WRITTEN TASK:
Copy each of the lines below word for word.

DATA FOR THIS TASK:
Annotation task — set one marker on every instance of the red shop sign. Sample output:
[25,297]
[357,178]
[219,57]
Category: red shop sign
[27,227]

ANSWER BELOW:
Annotation task — set one marker on every instance of the red shop sign. Sample output:
[25,297]
[357,178]
[219,57]
Category: red shop sign
[27,227]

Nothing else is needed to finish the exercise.